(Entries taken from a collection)

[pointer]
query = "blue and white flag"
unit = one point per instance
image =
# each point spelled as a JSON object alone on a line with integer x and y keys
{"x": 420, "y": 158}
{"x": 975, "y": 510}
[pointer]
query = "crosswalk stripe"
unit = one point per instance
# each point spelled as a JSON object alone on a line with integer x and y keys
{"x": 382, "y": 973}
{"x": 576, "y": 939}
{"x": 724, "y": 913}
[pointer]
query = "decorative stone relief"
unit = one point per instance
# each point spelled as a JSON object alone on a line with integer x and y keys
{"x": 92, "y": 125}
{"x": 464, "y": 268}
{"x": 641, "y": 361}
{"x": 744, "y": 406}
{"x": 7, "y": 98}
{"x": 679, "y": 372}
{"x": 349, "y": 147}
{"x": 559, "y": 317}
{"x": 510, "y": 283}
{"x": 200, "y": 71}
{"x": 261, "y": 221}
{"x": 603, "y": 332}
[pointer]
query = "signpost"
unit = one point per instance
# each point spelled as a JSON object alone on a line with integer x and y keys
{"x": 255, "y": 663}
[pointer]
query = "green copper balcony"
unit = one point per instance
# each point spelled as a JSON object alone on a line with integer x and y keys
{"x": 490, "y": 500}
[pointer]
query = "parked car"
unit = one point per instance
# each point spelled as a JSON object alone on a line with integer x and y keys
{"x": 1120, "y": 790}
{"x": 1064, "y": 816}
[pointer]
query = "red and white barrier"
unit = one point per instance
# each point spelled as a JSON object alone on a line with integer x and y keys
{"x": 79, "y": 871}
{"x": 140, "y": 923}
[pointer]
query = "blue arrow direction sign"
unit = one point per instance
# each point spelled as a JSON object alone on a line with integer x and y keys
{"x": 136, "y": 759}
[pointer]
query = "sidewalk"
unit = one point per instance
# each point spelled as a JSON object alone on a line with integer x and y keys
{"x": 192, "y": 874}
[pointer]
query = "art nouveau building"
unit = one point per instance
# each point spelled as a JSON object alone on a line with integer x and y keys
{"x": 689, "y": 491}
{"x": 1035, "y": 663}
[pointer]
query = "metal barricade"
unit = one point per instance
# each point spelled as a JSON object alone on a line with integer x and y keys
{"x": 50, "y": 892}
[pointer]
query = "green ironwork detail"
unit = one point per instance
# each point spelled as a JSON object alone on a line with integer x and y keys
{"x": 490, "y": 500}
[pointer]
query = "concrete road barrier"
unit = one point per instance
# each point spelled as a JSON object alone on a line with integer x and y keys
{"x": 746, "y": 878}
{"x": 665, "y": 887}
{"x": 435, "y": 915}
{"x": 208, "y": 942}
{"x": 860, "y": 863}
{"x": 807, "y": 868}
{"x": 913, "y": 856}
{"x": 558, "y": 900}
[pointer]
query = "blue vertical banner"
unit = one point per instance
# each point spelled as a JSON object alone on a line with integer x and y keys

• _Goal_
Report every line of the listing above that contains the word "white", copying each such line in full. Treat uppercase and lowercase letters as different.

• _Solution to the problem_
query = "blue and white flag"
query = "red and white barrier"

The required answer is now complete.